Fonte: O Tempora, O Mores! Via: SOBERANA GRAÇA

2 comentários:

  1. Exemplo típico do que o prezado comenta esta em: http://cirozibordi.blogspot.com/2010/02/semana-nacional-de-oracao-e-jejum.html

    Ou seja, é passada uma idéia de piedade sob convocação nacional.
    Em meu blog há um artigo com várias perguntas feitas ao Pr. Ciro e pelo que vejo ele não tem respostas.

    Como tem relação com o assunto abordado as deixarei aqui e quem sabe alguem podera dar algumas respostas.
    E com relação ao jejum? Jesus por acaso não cumpre a promessa de estar conosco (começando com os apóstolos) todos os dias até a consumação dos séculos?

    E se Ele está não apenas conosco, mas principalmente em nós (como morada, tabernáculo) porque muitos utilizam o versículo de Mateus 9 "mas quando o noivo for tirado então jejuarão", argumentando que Jesus não está fisicamente conosco então isso valida o jejum na Nova Aliança.

    Minha pergunta é: Não estaremos tendo a mesma atitude de Tomé?
    Jesus tratava do Espiritual ou material (natural)?
    Somos chamados a crermos sem ver ou temos de ver?
    Segundo Mateus 9:14-19, Jesus era alfaiate e vinhateiro?
    Estaria ele ensinando como fazer um remendo ou fazer vinho?
    Todo o cap. em João 16 trata de que afinal? Não é referencia direta a Mateus 9?

    As antíteses sobre jejum X Jesus, ditas pelo próprio Jesus não significam nada no contexto desse assunto?

    Corrija-me se estiver errado. Jejum não significa desde o VT morte e luto (Davi antes da morte do seu filho com Beteseba e depois da morte de Saul), choro, separação, tristeza profunda, falta de força (fraqueza), desânimo, lembrança do pecado, medo, covardia (Pedro nega a Jesus) e outras coisas afins?

    A não ser para os fariseus que transformaram o ato em uma demonstração de “espiritualidade superior” e orgulho (jejuo duas vezes na semana e dou o dizimo...)

    Jesus conosco não significa: vida, alegria extrema, casamento, festa, núpcias, reconciliação, força e vigor, ânimo, perdão dos pecados, intrepidez, coragem (Pedro pregando Jesus em Atos 2 e 4) e presença do outro consolador.

_O que se pede_.
1 - Repita o comentário sobre o jejum, começando em "E com relação" e terminando em "a Mateus 9?".
2 - Indique se cada afirmação concorda com o comentário sobre o jejum, respondendo sim ou não e citando as palavras do texto que decidem a questão. (a) O autor do comentário diz ter em seu blog um artigo com perguntas dirigidas ao Pr. Ciro. (b) Segundo o comentário, os fariseus diziam jejuar três vezes na semana. (c) O comentário relaciona a coragem a Pedro pregando Jesus.
3 - Prossiga o comentário sobre o jejum a partir da última frase apresentada.
Não é preciso consultar os dados para realizar este exercício.

_Material fornecido_.

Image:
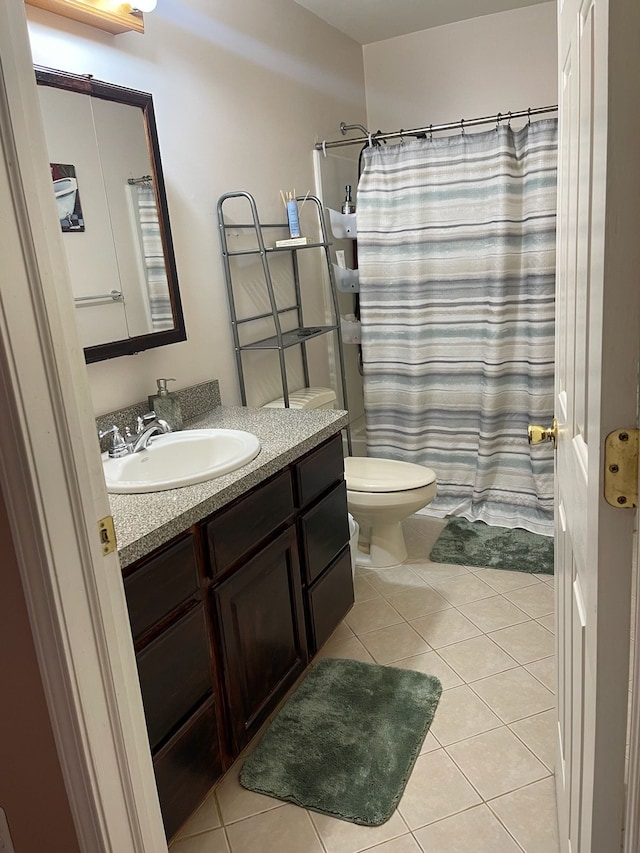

_Respostas por tarefa_.
1 -
E com relação ao jejum? Jesus por acaso não cumpre a promessa de estar conosco (começando com os apóstolos) todos os dias até a consumação dos séculos?

    E se Ele está não apenas conosco, mas principalmente em nós (como morada, tabernáculo) porque muitos utilizam o versículo de Mateus 9 "mas quando o noivo for tirado então jejuarão", argumentando que Jesus não está fisicamente conosco então isso valida o jejum na Nova Aliança.

    Minha pergunta é: Não estaremos tendo a mesma atitude de Tomé?
    Jesus tratava do Espiritual ou material (natural)?
    Somos chamados a crermos sem ver ou temos de ver?
    Segundo Mateus 9:14-19, Jesus era alfaiate e vinhateiro?
    Estaria ele ensinando como fazer um remendo ou fazer vinho?
    Todo o cap. em João 16 trata de que afinal? Não é referencia direta a Mateus 9?

2 -
(a) Sim: "Em meu blog há um artigo com várias perguntas feitas ao Pr. Ciro".
(b) Não: "jejuo duas vezes na semana e dou o dizimo...".
(c) Sim: "coragem (Pedro pregando Jesus em Atos 2 e 4)".

3 -
    Precisamos fazer mais um sacrifício pessoal para agradar a Deus?

    Jejum, biblicamente, pode ser taxado de sacrifício? Onde há essa referencia?

    A linguagem irônica que Deus usa em Zc. 7, não quer dizer nada?
    “Foi para mim mesmo que vocês jejuaram todos esses anos?
    E quando vocês comeram e beberam, pra quem foi?”

    Isaias 58 trata do falso jejum em relação ao verdadeiro e vejam, se eu receber uma nota falsa, mesmo que seja de R$100,00, ela continuará falsa, não adianta eu tentar apagar o lobo que está impresso nela, pintar a garoupa e repassar adiante. Estarei cometendo crime, e incentivando a pratica de outras falsificações futuras.

    O falso deve ser rasgado, eliminado, substituído totalmente e não repintado para dar aparência de verdadeiro.

    É o que trata genericamente o livro de Hebreus.

    Será que o véu do templo, que foi rasgado de cima para baixo (na hora da morte de Jesus), foi recosturado ou remendado? Por quem?

    Deus, em Isaias 58 NÃO diz: “Façam jejum, mas alimentem os famintos e vistam os nus...”
    Isso é interpretação particular da pior espécie.

    O texto é exclusivo e não aditivo. (Está claro que deve-se fazer uma escolha entre duas coisas).

    Deus diz: “NÃO façam mais isto (ficar sem comer e sem beber com cara de sofredor) ou seja, o que quero que façam é alimentar os que tem fome, que vistam os nus, etc”

    Não podemos chupar cana e assoviar ao mesmo tempo.

    Será que Jesus revogou Is58 e Zc 7? Ou aprovou, em Mateus 9?

    Jejum nos torna mais santos? Ou mais espirituais?

    Os elementos de santificação são: O SANGUE DE JESUS, A PALAVRA DE DEUS e O ESPIRITO SANTO.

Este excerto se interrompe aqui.